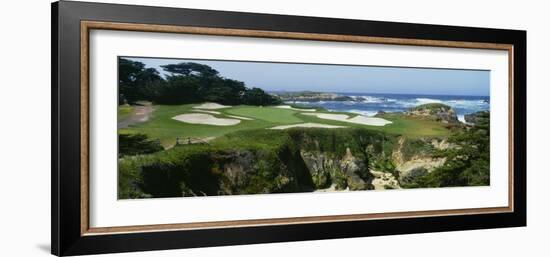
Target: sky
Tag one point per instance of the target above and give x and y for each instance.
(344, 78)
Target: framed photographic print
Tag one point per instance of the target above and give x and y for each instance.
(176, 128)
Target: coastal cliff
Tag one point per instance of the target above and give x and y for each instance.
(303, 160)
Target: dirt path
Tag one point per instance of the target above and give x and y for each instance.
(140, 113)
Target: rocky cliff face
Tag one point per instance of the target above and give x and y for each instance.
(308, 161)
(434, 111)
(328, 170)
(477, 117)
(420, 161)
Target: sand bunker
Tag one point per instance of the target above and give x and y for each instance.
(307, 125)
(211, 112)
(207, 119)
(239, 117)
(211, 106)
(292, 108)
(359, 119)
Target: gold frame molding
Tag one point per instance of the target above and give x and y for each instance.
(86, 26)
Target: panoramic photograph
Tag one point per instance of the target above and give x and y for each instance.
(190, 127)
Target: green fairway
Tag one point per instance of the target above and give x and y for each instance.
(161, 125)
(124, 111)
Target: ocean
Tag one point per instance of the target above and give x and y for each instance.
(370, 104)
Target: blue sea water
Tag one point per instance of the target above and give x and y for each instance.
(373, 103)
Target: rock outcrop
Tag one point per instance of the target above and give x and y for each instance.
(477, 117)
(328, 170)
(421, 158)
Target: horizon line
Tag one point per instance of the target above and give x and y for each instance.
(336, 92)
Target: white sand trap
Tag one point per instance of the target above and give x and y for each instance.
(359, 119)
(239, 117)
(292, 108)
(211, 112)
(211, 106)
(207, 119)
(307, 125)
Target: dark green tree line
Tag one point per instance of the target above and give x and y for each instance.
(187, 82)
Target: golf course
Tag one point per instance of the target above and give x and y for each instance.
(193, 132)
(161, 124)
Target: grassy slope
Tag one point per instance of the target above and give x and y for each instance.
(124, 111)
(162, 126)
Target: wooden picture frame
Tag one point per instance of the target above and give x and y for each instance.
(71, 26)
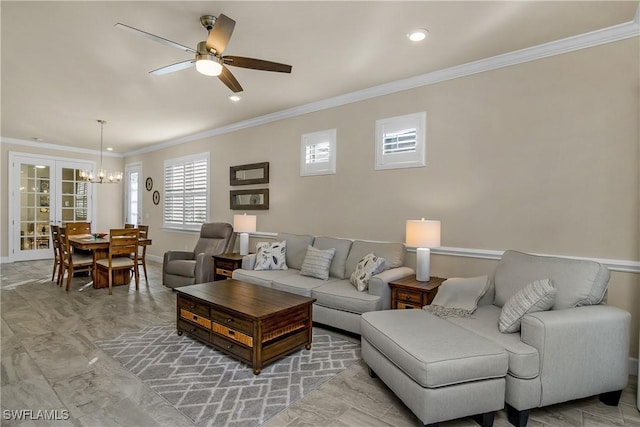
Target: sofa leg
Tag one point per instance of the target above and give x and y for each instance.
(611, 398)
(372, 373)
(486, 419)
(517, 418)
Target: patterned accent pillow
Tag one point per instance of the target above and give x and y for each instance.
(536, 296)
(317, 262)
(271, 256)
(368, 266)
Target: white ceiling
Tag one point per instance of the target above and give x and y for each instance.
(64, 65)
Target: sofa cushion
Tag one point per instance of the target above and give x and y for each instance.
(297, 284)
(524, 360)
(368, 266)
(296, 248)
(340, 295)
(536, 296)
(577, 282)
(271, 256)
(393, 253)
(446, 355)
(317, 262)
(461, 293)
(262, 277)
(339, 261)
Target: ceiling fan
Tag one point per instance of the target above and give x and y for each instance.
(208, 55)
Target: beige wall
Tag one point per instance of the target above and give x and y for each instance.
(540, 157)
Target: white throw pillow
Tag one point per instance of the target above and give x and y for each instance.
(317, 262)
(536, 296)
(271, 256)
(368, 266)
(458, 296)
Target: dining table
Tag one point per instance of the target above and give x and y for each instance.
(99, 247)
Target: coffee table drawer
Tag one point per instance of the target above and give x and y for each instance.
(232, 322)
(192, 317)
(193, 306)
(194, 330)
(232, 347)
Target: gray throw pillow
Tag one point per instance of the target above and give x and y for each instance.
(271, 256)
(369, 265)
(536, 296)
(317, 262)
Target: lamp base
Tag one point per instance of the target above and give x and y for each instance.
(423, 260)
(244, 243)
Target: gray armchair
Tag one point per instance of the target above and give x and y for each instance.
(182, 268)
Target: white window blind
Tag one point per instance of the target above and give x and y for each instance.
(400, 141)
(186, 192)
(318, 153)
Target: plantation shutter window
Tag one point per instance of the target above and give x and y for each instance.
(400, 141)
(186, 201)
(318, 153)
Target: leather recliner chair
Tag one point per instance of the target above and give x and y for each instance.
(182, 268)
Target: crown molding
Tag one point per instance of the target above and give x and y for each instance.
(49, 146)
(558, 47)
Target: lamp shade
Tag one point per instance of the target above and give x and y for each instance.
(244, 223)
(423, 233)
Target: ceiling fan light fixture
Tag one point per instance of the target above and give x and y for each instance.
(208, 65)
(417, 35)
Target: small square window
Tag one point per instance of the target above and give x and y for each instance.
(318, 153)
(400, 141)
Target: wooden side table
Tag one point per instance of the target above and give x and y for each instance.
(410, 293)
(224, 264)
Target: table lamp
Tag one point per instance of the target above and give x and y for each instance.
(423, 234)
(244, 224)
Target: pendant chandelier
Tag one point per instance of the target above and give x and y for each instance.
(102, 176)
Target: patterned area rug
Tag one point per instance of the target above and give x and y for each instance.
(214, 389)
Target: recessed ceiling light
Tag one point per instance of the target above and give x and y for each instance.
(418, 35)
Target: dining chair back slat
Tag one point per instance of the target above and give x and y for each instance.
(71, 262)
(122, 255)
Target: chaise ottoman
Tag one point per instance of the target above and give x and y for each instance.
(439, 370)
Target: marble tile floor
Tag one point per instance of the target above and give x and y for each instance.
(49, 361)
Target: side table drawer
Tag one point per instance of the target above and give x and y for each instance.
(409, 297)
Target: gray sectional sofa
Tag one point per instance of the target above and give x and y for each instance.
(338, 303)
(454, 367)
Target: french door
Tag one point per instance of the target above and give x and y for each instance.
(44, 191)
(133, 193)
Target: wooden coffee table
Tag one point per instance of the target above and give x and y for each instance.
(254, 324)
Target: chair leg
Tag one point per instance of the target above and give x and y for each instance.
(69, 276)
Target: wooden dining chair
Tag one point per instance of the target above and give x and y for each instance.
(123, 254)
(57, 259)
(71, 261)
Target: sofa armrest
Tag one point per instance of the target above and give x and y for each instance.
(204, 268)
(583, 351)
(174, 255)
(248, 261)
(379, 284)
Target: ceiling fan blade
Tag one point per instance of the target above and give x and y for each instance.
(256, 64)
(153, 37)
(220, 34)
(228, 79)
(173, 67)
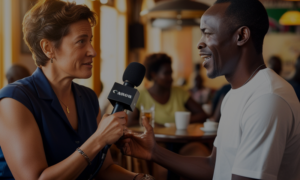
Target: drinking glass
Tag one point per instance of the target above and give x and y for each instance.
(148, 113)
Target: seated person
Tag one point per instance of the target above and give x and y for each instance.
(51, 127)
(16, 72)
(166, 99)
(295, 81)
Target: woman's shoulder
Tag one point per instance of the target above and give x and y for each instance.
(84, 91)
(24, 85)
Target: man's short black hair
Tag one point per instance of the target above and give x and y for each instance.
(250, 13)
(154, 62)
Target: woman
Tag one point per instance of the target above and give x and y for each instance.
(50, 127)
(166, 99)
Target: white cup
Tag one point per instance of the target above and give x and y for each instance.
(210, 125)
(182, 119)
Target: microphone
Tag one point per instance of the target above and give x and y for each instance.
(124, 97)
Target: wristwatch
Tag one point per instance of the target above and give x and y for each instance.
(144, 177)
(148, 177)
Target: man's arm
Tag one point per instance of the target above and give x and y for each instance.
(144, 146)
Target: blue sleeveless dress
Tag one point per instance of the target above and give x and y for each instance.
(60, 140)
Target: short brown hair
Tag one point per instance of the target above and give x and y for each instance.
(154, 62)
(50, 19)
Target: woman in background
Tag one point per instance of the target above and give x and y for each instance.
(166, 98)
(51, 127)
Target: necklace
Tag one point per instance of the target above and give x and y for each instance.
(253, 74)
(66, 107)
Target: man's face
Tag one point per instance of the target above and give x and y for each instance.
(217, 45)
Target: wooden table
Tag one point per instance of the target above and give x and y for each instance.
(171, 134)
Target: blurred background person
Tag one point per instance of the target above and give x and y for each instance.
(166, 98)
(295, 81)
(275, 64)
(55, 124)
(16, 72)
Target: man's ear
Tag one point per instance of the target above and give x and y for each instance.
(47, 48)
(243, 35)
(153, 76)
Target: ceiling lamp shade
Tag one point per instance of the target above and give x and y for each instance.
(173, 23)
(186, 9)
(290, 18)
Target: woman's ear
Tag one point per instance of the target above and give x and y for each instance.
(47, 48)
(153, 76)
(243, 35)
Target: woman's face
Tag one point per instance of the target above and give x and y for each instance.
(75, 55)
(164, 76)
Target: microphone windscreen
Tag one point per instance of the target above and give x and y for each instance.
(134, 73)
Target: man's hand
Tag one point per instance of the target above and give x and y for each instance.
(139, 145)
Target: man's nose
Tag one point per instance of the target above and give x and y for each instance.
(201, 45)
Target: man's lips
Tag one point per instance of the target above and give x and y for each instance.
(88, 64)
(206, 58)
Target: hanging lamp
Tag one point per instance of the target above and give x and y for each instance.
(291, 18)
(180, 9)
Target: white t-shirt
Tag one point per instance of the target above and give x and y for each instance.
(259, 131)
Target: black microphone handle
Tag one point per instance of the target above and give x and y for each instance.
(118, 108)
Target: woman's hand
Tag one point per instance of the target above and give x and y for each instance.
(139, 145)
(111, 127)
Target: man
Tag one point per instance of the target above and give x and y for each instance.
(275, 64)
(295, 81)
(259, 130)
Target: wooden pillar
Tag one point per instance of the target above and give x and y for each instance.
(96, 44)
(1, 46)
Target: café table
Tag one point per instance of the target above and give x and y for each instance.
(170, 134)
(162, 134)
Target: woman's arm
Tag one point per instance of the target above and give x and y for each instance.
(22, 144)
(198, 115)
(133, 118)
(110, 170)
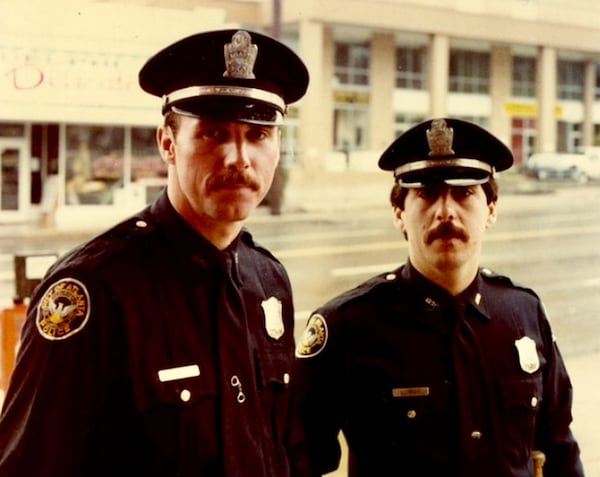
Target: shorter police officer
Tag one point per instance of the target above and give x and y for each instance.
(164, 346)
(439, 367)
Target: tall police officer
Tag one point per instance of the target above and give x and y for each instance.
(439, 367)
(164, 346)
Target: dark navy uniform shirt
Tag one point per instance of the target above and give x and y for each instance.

What you will do: When a line in the material includes the word "police", copy it out.

Written solution:
Target: shorter police officer
Target: tall police officer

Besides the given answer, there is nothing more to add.